● **ENTRIES SHOWN**:
____________________

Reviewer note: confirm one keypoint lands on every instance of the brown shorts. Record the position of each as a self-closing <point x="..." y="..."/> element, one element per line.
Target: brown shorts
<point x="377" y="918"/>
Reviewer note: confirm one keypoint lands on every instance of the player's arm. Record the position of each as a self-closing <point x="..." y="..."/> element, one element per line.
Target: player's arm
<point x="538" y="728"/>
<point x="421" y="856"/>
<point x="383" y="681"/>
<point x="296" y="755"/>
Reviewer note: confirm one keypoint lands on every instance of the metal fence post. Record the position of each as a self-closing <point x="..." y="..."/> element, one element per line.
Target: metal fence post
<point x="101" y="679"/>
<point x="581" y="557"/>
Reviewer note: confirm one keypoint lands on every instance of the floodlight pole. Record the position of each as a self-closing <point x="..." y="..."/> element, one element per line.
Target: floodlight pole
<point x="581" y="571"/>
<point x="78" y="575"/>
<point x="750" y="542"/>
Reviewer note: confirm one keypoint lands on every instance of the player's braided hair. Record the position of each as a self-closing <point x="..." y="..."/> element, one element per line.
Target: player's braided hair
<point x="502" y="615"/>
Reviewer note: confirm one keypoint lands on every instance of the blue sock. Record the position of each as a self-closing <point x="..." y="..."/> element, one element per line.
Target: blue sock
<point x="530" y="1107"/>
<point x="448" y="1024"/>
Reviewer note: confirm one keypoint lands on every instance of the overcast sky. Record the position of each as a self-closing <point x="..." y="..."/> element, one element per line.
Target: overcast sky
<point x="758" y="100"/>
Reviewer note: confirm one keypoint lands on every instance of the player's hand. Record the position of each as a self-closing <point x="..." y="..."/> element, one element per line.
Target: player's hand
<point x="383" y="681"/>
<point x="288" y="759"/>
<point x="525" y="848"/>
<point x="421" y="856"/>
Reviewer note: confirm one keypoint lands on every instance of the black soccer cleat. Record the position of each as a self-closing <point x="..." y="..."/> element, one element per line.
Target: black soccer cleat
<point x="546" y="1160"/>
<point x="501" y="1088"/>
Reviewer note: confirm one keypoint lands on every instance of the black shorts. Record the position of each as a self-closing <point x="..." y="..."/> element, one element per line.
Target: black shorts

____________________

● **STATED PROBLEM**:
Reproduce every record above exactly as it appears.

● **RESPONSE TO THIS TASK**:
Reviewer note: confirm one keypoint lands on every instance of the brown shorts. Record the position of each as a self-closing <point x="..." y="..."/> element, one element per line.
Target: brown shorts
<point x="377" y="918"/>
Reviewer note: confirm one keypoint lands on every instance of the player's arm. Record the position of each as a self-closing <point x="..." y="..."/> element, one element per line.
Target: player's arm
<point x="538" y="728"/>
<point x="421" y="856"/>
<point x="383" y="681"/>
<point x="296" y="755"/>
Reviewer note: confirm one keypoint lands on every instance of the metal fence post. Record the position of each as a self-closing <point x="..." y="..."/> element, one element per line.
Target: metal fence post
<point x="101" y="679"/>
<point x="581" y="557"/>
Reviewer note: confirm one keypoint lands on every instance of the floodlight pole. Record the position of each as a self-closing <point x="..." y="..."/> element, one element per line.
Target: floodlight pole
<point x="581" y="571"/>
<point x="78" y="575"/>
<point x="750" y="542"/>
Reviewer note: confirm one keypoint lands on every instance of the player's braided hair. Record the position of each as a self-closing <point x="..." y="..."/> element, one element per line.
Target: player's braided hair
<point x="502" y="615"/>
Reviewer note: confirm one keypoint lands on every instance of the blue sock. Record the position of each as a self-closing <point x="..." y="..."/> element, one element per line.
Target: blue sock
<point x="530" y="1107"/>
<point x="448" y="1024"/>
Reviewer note: confirm one keypoint lands on every instance of the overcast sky. Record the position of each as a self-closing <point x="..." y="..."/> element, one element per line.
Target: overcast sky
<point x="758" y="100"/>
Reviewer note: confirm one keypoint lands on every instance of the player's hand. Record the position of each as a self-closing <point x="..." y="..."/> element, one element per line.
Target: player's hand
<point x="383" y="681"/>
<point x="288" y="759"/>
<point x="525" y="848"/>
<point x="421" y="856"/>
Reviewer note: confirm one keypoint lands on every instance of the black soccer cleat. Record the position of each as a self-closing <point x="..." y="..."/> element, one element per line.
Target: black soccer cleat
<point x="546" y="1160"/>
<point x="501" y="1088"/>
Reviewer note: confirm one keypoint lands on every instance of the black shorts. Record the position of each as a self-closing <point x="..." y="..."/> element, one element per line.
Target: black shorts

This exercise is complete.